__TEXT__

========================================

DIRACGrid / DIRAC

DIRAC Grid
http://diracgrid.org
GNU General Public License v3.0
114 stars 175 forks source link

TPC problems replicating from dCache to xrootd sites #5727

Closed sfayer closed 2 years ago

sfayer commented 2 years ago

Hi,

We're seeing TPC transfer problems when replicating from dCache (SRM protocol) to xrootd (root protocol) sites with the error "The local source file does not exist or is a directory". DIRAC version is v7r2p28 with DIRACOS v1r27.

What appears to be happening is that the __getSingleTransportURL function is initially called for the source with the protocol 'xroot': dCache (7.2) happily responds to this and provides a TURL that starts xroot://hostname...

This source URL is eventually passed to GFAL2_XROOTStorage.__putSingleFile but the XROOTStorage module only lists "root" as an INPUT_PROTOCOL, not "xroot", so presumes it's a local path and trips up trying to stat it.

Could we please add xroot to the input protocol list, or add a filter here[1] to rewrite the URL string to just root:// if it starts with xroot:// before it's returned? (I tried the latter and it seemed to fix the problem).

========================================

__DATA SECTION__
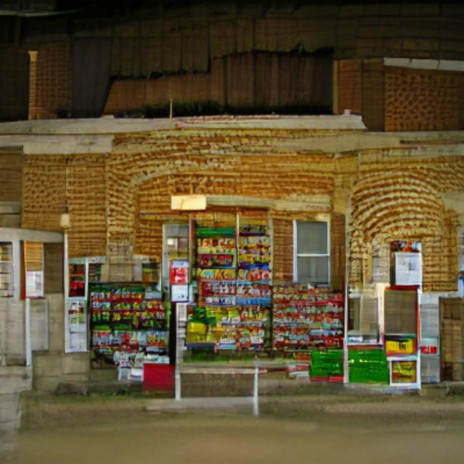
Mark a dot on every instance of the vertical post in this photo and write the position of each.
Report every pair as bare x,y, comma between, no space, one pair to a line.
33,85
27,335
255,393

========================================

__CHALLENGE A__
From the GitHub issue, quote the part that opens with the words containing "TPC problems replicating" and closes with "with DIRACOS v1r27.".
__CHALLENGE B__
According to the GitHub issue, which DIRAC and DIRACOS versions were in use?
__CHALLENGE C__
Write what comes next in the GitHub issue, picking up after its final sentence.
The entries aren't needed here.

__WRITTEN REPLY A__
TPC problems replicating from dCache to xrootd sites #5727

Closed sfayer closed 2 years ago

sfayer commented 2 years ago

Hi,

We're seeing TPC transfer problems when replicating from dCache (SRM protocol) to xrootd (root protocol) sites with the error "The local source file does not exist or is a directory". DIRAC version is v7r2p28 with DIRACOS v1r27.

__WRITTEN REPLY B__
DIRAC v7r2p28 with DIRACOS v1r27.

__WRITTEN REPLY C__
[1] https://github.com/DIRACGrid/DIRAC/blob/2e353c23514379074d9040cd455f59dbf2fec439/src/DIRAC/Resources/Storage/GFAL2_SRM2Storage.py#L167-L168

(I was going to submit a patch directly, but as there were at least two possible fixes to choose from I thought you might want to discuss it first...).

Regards, Simon

chaen commented 2 years ago

Hi @sfayer

I checked with the xroot developers, and although historically there was a difference, nowadays the protocols are in principle aliases. So I'd prefer the option of adding xroot to the list of INPUT_PROTOCOL. (Note that as a test, you can override this list in your CS)

I am very puzzled by dCache not accepting root in the query, but that's another story

bash-4.2$ gfal-xattr -D "SRM PLUGIN:TURL_PROTOCOLS=root" srm://lhcbsrm-disk-kit.gridka.de:8443/srm/managerv2?SFN=/pnfs/gridka.de/lhcb/LHCb_USER/lhcb/user/c/chaen/zozo.xml user.replicas
gfal-xattr error: 95 (Operation not supported) - srm-ifce err: Operation not supported, err: [SE][PrepareToGet][SRM_NOT_SUPPORTED] httpg://lhcbsrm-disk-kit.gridka.de:8443/srm/managerv2: Protocol(s) not supported: [root]

bash-4.2$ gfal-xattr -D "SRM PLUGIN:TURL_PROTOCOLS=xroot" srm://lhcbsrm-disk-kit.gridka.de:8443/srm/managerv2?SFN=/pnfs/gridka.de/lhcb/LHCb_USER/lhcb/user/c/chaen/zozo.xml user.replicas
xroot://lhcbsrm-kit.gridka.de:1094/pnfs/gridka.de/lhcb/LHCb_USER/lhcb/user/c/chaen/zozo.xml

However, I am a bit curious about what you are doing. Are you replicating interactively, or with the RMS, or with FTS ?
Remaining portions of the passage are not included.